Source
= = = =
People are killed every day while walking, even in crosswalks, and with the right-of-way. The narrative we hear too often is that they were “distracted walkers” or officer’s reports stating that the person was “hit by a car* while walking outside the crosswalk …” Do we realize yet that the media is presenting “facts” in such a way as to dehumanize and exonerate drivers*, while blaming victims for their deaths? #slowthecars #toomanycars While lawmakers are still bumbling through legislation to reduce the numbers of cars on city streets all over the US, what can WE do about it in Asbury Park?
Americans are walking less, but the number of people killed by drivers while walking keeps going up. Unsurprisingly, these deaths happen more in poor neighborhoods of color.
Every year, the amount of time Americans spend walking declines. Driving, on the other hand, has slightly but steadily risen in popularity since 2008. During that period, the number of pedestrians killed by people in cars has skyrocketed.
As driving remains as a top mode of transportation in the U.S., pedestrians are increasingly at risk of injury and death — What are we doing about it? Will Asbury Park experience “bikelash” for additional bike lanes, complaints from drivers for possible slower, calmed traffic? Or will residents and visitors realize that Asbury Park is becoming a model of a city that builds infrastructure to save lives, and improve quality of life for everyone…?
Report: Pedestrian deaths continue decade-long climb
Jason Plautz January 23, 2018
A new report from Smart Growth America found there were 12,057 pedestrian deaths in 2016 and 2017 combined (6,080 and 5,977 deaths, respectively), the two highest totals on record since 1990.
The threat has been rising since a low of 4,109 deaths in 2009, a more than 35% increase. Over the past decade, pedestrian fatalities have happened at a rate of 13 per day, according to the report, which drew data from the federal Fatality Analysis Reporting System.
As new mobility options like shared bikes and scooters expand in cities, advocates warn that not enough is being done to design roads that can accommodate the full variety of travelers, leaving sidewalks and bike lanes crowded.
That’s especially pronounced in low-income and minority neighborhoods, which traditionally see less infrastructure investment. African Americans and American Indians were more likely to be at risk as pedestrians. Charles Brown, a researcher at Rutgers University’s Alan M. Voorhees Transportation Center, said that reflects the higher share of minority residents who have to walk to work, even in neighborhoods with “a lack of sidewalks and overall connectivity” and a “lack of complete streets.”
= = = =
Raw records
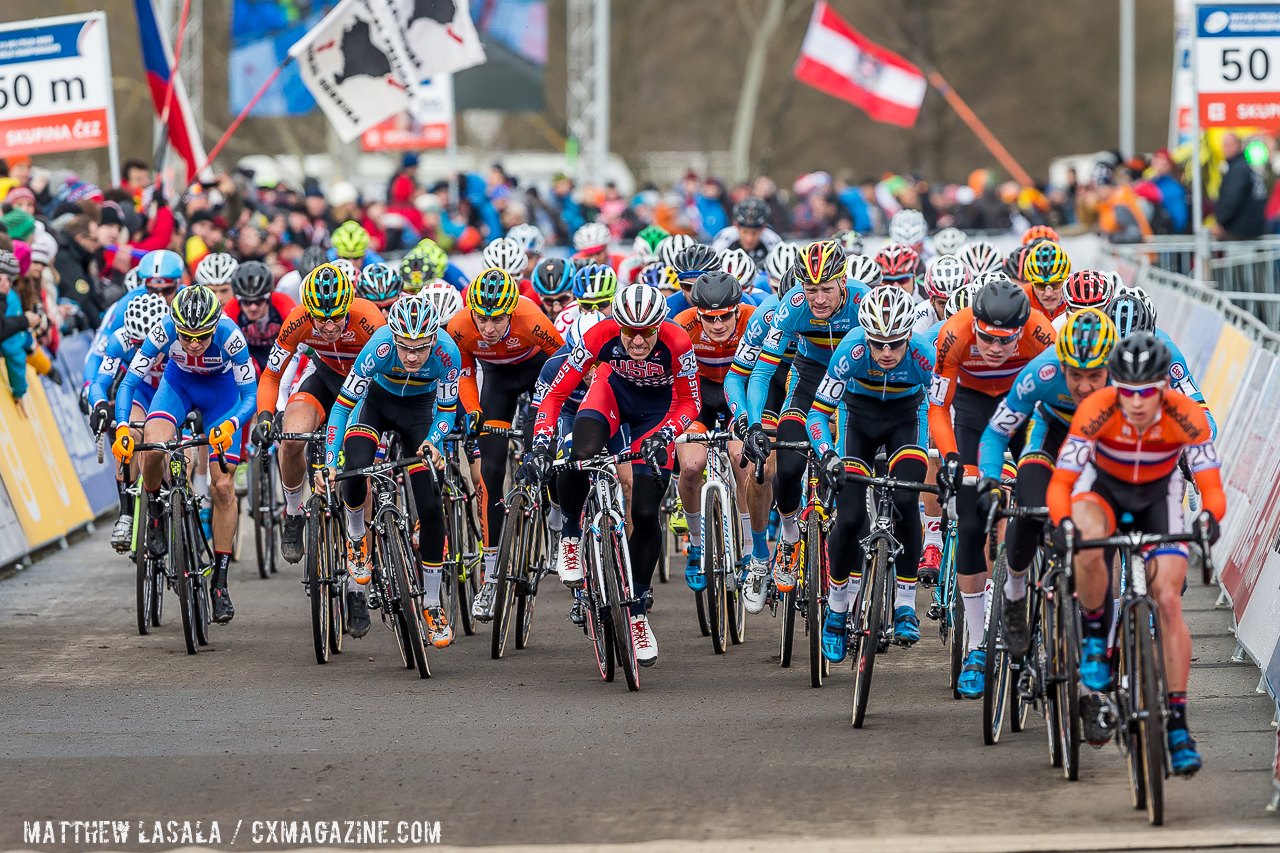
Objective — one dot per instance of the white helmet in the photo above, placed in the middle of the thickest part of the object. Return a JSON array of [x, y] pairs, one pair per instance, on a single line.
[[671, 246], [215, 269], [506, 254], [640, 306], [908, 227], [981, 256], [945, 274], [446, 299], [593, 235], [740, 265], [949, 241], [887, 313], [863, 269], [142, 313], [529, 237], [781, 259]]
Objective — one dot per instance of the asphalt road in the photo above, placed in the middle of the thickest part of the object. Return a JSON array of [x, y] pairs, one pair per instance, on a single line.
[[99, 723]]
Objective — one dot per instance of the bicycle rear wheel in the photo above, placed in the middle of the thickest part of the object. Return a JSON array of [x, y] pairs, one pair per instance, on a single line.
[[867, 632]]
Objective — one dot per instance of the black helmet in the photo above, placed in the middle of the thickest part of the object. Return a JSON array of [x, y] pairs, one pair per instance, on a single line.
[[252, 281], [1130, 315], [716, 291], [1002, 305], [698, 259], [1139, 359], [752, 213]]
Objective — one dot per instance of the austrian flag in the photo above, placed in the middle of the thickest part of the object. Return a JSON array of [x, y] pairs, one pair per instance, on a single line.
[[841, 62]]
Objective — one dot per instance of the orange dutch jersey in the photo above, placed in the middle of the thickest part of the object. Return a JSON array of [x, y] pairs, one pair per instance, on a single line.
[[1101, 436], [714, 357], [337, 355]]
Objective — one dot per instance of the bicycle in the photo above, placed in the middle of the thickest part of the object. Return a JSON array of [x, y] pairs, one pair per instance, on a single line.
[[393, 585], [722, 543], [1141, 698], [607, 584], [325, 561]]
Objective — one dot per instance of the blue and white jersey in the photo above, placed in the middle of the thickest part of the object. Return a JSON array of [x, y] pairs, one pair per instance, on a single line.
[[853, 370], [379, 363]]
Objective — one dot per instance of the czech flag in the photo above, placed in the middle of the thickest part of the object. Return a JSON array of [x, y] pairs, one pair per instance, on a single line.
[[158, 60]]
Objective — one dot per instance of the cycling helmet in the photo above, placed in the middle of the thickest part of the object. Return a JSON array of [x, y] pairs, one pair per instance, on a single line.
[[252, 281], [1000, 306], [671, 246], [819, 261], [780, 259], [752, 213], [979, 256], [595, 283], [949, 241], [1046, 263], [160, 263], [908, 227], [648, 240], [639, 306], [716, 291], [1040, 232], [327, 292], [945, 274], [379, 283], [887, 313], [1086, 340], [552, 277], [1139, 359], [506, 254], [215, 268], [960, 299], [695, 260], [1130, 315], [529, 237], [863, 269], [659, 276], [849, 241], [493, 292], [592, 237], [196, 311], [446, 299], [350, 240], [897, 261], [1087, 288], [740, 265], [414, 318], [142, 313]]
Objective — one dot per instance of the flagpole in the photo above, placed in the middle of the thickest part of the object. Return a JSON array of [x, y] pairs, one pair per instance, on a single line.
[[978, 128]]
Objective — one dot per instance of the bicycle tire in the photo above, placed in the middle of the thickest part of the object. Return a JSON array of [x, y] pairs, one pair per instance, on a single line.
[[318, 579], [996, 673], [713, 570], [871, 612]]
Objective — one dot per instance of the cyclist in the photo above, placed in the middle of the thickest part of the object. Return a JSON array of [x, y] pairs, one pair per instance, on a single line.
[[749, 232], [880, 372], [645, 384], [1119, 469], [816, 318], [1048, 388], [140, 316], [981, 350], [380, 284], [206, 369], [405, 381], [334, 324], [714, 325], [257, 309], [511, 338]]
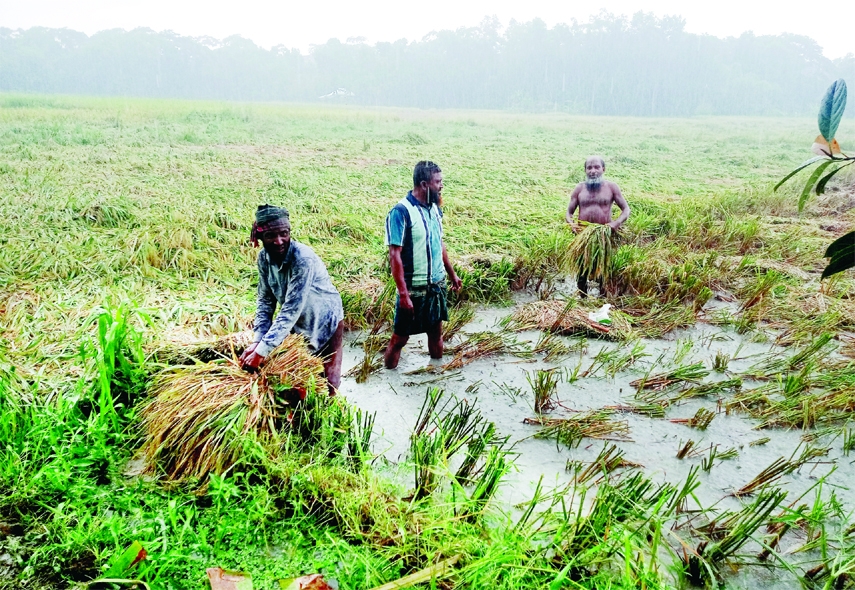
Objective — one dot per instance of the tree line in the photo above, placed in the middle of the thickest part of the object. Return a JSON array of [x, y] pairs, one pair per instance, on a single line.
[[610, 65]]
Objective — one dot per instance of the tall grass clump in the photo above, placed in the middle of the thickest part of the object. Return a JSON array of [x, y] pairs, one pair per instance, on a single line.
[[591, 252], [199, 416]]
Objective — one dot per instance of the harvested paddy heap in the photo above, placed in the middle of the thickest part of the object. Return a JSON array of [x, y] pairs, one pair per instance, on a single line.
[[125, 227]]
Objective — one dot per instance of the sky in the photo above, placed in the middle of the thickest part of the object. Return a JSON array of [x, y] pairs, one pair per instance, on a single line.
[[307, 22]]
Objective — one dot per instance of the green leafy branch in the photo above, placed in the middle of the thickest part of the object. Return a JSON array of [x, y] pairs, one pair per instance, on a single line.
[[841, 252]]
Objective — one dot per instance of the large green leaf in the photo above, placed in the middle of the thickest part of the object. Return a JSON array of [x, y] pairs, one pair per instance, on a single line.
[[820, 186], [842, 254], [831, 109], [126, 560], [800, 167], [811, 182]]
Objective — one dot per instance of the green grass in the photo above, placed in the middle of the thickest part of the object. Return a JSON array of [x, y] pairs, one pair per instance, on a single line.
[[142, 208]]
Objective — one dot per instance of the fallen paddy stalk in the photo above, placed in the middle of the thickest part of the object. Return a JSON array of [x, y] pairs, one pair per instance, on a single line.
[[690, 373], [570, 431], [701, 420], [544, 384], [483, 344], [608, 460]]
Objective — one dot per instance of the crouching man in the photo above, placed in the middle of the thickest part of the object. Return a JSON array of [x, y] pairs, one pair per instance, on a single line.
[[419, 264], [292, 275]]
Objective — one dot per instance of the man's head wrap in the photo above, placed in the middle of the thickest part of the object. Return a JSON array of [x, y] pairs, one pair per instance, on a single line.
[[265, 217]]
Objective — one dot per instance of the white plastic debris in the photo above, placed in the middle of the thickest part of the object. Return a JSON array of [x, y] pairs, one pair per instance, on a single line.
[[601, 316]]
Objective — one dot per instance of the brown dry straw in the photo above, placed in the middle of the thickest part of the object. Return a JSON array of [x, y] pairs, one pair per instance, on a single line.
[[561, 317], [198, 415], [591, 251]]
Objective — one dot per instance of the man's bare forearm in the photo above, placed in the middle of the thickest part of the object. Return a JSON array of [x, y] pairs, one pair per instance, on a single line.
[[398, 270]]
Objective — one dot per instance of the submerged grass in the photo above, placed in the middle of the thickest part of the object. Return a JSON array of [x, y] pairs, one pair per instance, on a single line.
[[107, 200]]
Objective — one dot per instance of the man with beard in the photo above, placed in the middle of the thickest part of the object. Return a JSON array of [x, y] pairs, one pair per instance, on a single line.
[[594, 199], [292, 275], [419, 264]]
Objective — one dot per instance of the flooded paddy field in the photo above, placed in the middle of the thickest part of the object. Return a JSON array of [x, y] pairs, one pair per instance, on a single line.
[[726, 458]]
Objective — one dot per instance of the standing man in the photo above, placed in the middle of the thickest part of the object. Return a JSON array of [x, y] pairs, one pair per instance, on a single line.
[[292, 275], [594, 199], [419, 264]]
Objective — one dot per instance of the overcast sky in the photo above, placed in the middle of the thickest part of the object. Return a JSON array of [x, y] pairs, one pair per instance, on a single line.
[[303, 23]]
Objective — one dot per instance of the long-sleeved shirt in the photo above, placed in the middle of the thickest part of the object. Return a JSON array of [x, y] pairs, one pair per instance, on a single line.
[[309, 303]]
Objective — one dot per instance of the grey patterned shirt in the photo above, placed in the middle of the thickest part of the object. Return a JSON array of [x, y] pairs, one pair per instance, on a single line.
[[310, 304]]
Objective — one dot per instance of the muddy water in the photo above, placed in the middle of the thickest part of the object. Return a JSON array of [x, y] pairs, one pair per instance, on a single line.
= = = =
What is expected
Reproduce, word for word, everything in the article on pedestrian deaths from "The threat has" down to "bike lanes crowded.".

Result of the task
The threat has been rising since a low of 4,109 deaths in 2009, a more than 35% increase. Over the past decade, pedestrian fatalities have happened at a rate of 13 per day, according to the report, which drew data from the federal Fatality Analysis Reporting System.
As new mobility options like shared bikes and scooters expand in cities, advocates warn that not enough is being done to design roads that can accommodate the full variety of travelers, leaving sidewalks and bike lanes crowded.